+++ Extracted material +++
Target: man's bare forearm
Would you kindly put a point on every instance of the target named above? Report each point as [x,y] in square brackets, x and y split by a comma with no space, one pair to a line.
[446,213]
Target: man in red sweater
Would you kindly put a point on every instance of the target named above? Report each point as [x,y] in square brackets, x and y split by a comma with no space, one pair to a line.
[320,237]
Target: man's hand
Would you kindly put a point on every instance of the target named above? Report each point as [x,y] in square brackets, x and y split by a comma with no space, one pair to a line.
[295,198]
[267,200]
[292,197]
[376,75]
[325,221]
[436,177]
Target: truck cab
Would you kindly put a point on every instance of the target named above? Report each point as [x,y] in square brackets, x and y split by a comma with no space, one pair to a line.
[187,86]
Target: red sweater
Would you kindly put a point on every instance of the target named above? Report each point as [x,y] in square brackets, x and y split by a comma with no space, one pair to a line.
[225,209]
+++
Directions =
From the data above, gather every line that includes the word "sweater".

Exercise answer =
Target: man in red sweater
Target: red sweater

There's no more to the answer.